» **REQUIRED ACTION**: Restate each line below word for word, skipping every picture.

Extracted records:
+++++

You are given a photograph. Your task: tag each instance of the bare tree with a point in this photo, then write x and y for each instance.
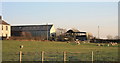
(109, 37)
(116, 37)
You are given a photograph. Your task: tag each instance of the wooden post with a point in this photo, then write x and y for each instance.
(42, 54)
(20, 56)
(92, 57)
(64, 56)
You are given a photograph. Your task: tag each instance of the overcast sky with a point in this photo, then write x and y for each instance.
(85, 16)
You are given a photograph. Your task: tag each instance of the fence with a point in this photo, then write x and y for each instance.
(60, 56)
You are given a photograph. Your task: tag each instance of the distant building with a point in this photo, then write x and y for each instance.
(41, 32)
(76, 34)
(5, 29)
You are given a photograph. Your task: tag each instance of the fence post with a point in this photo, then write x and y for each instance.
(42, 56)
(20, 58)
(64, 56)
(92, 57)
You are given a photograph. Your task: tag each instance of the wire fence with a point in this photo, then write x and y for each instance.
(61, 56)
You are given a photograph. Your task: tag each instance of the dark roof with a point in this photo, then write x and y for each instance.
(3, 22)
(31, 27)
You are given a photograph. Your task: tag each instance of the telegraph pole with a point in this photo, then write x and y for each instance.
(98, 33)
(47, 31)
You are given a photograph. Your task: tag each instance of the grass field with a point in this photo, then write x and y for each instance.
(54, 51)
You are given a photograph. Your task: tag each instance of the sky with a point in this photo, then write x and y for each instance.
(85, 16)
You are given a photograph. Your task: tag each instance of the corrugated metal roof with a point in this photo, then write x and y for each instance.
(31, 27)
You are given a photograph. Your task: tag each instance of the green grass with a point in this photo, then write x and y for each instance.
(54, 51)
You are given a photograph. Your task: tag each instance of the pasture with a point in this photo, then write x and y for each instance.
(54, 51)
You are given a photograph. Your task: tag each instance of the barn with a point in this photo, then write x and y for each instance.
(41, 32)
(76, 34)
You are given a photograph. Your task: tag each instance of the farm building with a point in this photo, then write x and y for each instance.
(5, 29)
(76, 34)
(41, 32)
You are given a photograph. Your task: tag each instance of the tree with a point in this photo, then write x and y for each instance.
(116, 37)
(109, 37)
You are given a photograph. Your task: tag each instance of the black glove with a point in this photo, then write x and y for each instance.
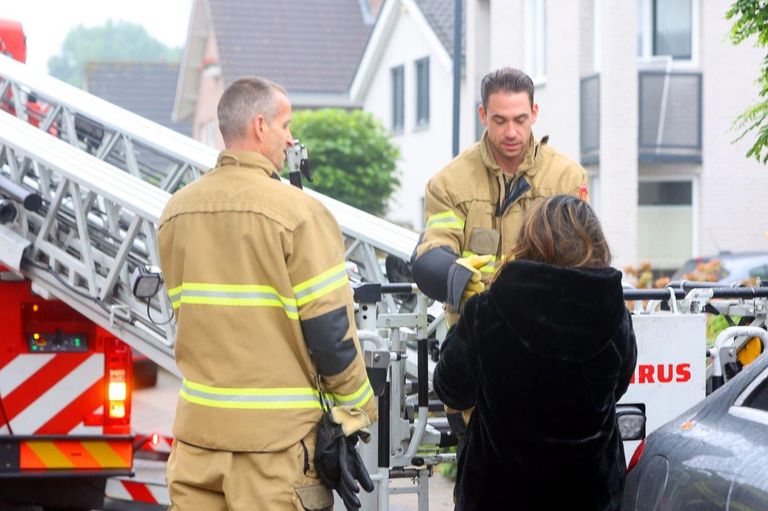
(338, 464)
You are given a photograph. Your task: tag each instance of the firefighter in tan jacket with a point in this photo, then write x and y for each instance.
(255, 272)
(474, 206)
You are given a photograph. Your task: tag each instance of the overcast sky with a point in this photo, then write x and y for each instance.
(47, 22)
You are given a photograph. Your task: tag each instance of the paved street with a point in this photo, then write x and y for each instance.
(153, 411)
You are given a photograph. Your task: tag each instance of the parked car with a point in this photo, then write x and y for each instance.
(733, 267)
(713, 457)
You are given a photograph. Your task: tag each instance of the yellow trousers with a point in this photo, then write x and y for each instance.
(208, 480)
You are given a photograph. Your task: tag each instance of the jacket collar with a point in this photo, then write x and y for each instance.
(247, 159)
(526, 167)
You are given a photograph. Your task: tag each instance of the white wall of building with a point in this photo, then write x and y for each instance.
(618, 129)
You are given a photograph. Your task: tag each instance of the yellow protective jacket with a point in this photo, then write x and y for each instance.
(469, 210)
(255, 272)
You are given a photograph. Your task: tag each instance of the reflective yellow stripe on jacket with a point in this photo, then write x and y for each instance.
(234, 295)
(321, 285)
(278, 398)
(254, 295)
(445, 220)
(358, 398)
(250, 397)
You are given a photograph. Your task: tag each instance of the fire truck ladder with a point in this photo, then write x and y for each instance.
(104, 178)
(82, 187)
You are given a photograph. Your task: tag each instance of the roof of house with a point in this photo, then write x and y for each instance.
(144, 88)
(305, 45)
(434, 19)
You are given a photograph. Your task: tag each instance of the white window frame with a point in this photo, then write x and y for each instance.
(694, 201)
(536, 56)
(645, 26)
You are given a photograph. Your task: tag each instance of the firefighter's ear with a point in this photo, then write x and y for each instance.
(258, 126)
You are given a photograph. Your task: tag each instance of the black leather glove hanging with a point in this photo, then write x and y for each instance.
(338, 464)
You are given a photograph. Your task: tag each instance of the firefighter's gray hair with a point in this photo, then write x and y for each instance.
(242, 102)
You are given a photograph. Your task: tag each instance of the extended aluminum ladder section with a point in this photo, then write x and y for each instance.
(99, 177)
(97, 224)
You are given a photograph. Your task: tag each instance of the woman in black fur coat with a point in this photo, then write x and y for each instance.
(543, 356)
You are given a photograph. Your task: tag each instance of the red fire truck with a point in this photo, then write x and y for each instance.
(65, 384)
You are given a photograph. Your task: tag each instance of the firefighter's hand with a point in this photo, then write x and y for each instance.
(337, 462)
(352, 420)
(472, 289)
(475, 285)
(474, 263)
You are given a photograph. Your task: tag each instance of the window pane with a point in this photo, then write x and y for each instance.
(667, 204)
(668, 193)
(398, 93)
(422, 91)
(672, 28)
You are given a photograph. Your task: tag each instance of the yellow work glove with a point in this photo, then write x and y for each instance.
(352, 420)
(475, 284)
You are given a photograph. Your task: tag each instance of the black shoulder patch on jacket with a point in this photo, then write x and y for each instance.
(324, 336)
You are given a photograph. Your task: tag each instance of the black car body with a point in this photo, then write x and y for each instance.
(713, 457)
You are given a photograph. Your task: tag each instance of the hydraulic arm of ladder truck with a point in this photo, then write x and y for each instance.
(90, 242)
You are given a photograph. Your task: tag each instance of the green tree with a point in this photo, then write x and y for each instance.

+++++

» **SOLUTION**:
You are given a photograph. Your task: tag each instance of the bare tree with a point in this photo, then write x and y for each instance.
(109, 37)
(116, 37)
You are given a photograph. Your task: tag each instance of the wooden post with a point in this photo, then write x and y for each instance.
(42, 54)
(20, 56)
(92, 57)
(64, 56)
You are given a photograph. Your task: tag each instance of the overcast sky with a point in this photo, then write x and y for each instance.
(85, 16)
You are given a photograph. Your task: tag each instance of the fence with a point in this photo, then write x and y for each instance.
(60, 56)
You are given a photograph. Your task: tag each instance of the distant building with a point in this photo, then write x and y for each instance.
(41, 32)
(76, 34)
(5, 29)
You are given a photograph. Your task: tag each instance of the fence post with a point in this photo, then write x and y for each instance.
(42, 56)
(20, 58)
(64, 56)
(92, 57)
You are given a photograph. Your task: tag each instance of the wire fence with a point in this photo, then write x and y for each instance.
(61, 56)
You are given a photograph. Your task: tag each instance of the dark roof with a point in this photo, then write x and y for each instance.
(3, 22)
(31, 27)
You are given a photograph. Your task: tag each instance of the telegraph pole with a point in this photo, then write x and y for each instance.
(98, 33)
(47, 31)
You are given a photograph. Your task: tag each instance of the grass field with a point in this photo, then write x and y for each instance.
(54, 51)
You are given a photograph. Your task: tag each instance of the sky with a point in this photo, then write x and y for each instance.
(85, 16)
You are given a photograph. Your task: tag each instance of the corrugated metal roof with a point in this photo, then write x and y for each instance.
(31, 27)
You are given a photograph. Your task: tag each instance of the green grass with a point in this photo, then write x and y for each instance.
(54, 51)
You are given a photograph. Your task: tag each instance of the pasture with a point in this photo, then write x and y for each instance.
(54, 51)
You are given a photograph. Your task: tag each instance of the barn with a point in this photo, then write x and y for each instance.
(41, 32)
(76, 34)
You are given a photograph. Your task: tag each instance of the farm building with a point in this photo, then write x and y for each instance.
(5, 29)
(76, 34)
(41, 32)
You are given a photograph. Your task: tag each instance of the tree with a point in this photo, then write x and y for each instance.
(116, 37)
(109, 37)
You are given a photograph. Your task: tag each instance of the black glove with a point in this photo, then write x and y for each instance.
(338, 464)
You are given a photograph. Your task: tag each instance of the firefighter in tan jacket with a point in this photo, then write x and y for each instance.
(255, 272)
(474, 206)
You are given a photograph. Your task: tag each instance of the overcast sky with a point in this photo, then write x and y for each instance.
(47, 22)
You are given a photograph. Your task: tag each instance of the paved street with a point in this photo, then write x and y for each instance.
(153, 411)
You are given a photograph. Your task: tag each instance of the parked car with a point in this photo, then write x and y for each instance.
(733, 267)
(713, 457)
You are given a photograph. Your task: tag each instance of the yellow trousers with a point in this photo, then write x and y for each instance.
(208, 480)
You are given a photograph. Your task: tag each instance of the jacket collar with a point in this photo, then write x and y for each instance.
(247, 159)
(526, 167)
You are given a photograph. Your task: tag each instance of the white wall of building with a point in this photo, then write x and y for each instance.
(618, 129)
You are given a photograph. Your task: tag each instance of the yellow protective jacket with a point in this photo, then write x and y for each instance.
(469, 210)
(255, 272)
You are given a photograph. Your task: tag each instance of the reflective yellow stripe on jacket with a point in this photo, then write x and y for each instance.
(234, 295)
(321, 285)
(278, 398)
(254, 295)
(445, 220)
(358, 398)
(250, 397)
You are given a photograph. Your task: tag each instance of the fire truck ladder with a point in this photo, then write x and y for each instance.
(104, 178)
(82, 187)
You are given a photograph. Your task: tag each instance of the roof of house with a point in this photo, then write x and y for each instance.
(144, 88)
(305, 45)
(434, 19)
You are given a photograph. Your task: tag each instance of the white window frame with a point in this photo, then write x and y for each instance.
(694, 201)
(536, 56)
(645, 26)
You are given a photograph. Your task: tag each instance of the firefighter's ear with a point in this photo, then write x and y for each instance.
(258, 126)
You are given a photograph. Your task: tag each instance of the black leather glove hanging with a point in this photo, then write x and y for each instance.
(338, 464)
You are given a photograph. Your task: tag each instance of the firefighter's gray hair with a point in this photo, then write x and y for each instance.
(242, 102)
You are given a photograph. Your task: tag each instance of the extended aluminum ladder section with a point in this photo, then write x and y for each instance.
(99, 177)
(97, 224)
You are given a photograph. Your task: tag each instance of the woman in black fur coat with a point in this photo, then write x and y for each instance.
(543, 356)
You are given a photograph. Your task: tag each instance of the red fire truck with a point in this photo, then write x and y for each instance.
(65, 384)
You are given a photograph. Your task: tag each instance of the firefighter's hand with a point in this photo, then write x and y for each instance.
(337, 462)
(352, 420)
(472, 289)
(475, 285)
(474, 263)
You are given a photograph. Your task: tag each instance of the window pane with a point in this photo, then write x and y for each instance.
(667, 204)
(668, 193)
(398, 93)
(422, 91)
(672, 28)
You are given a photograph. Your task: tag each instance of the yellow work glove with a point in this photo, then write x and y for each instance.
(352, 420)
(475, 284)
You are given a photograph. Your task: tag each instance of the black shoulder patch on jacket with a point in this photo, then write x and y for each instance.
(324, 336)
You are given a photograph. Your task: tag each instance of the black car body with a point in this photo, then write x and y for each instance.
(713, 457)
You are given a photograph. Your task: tag each instance of the hydraulic arm of ladder truck with a point in this photo, then write x and y for each instance.
(90, 242)
You are given a photograph. Your task: tag each instance of the green tree with a point in this photo, then write x and y for each instance.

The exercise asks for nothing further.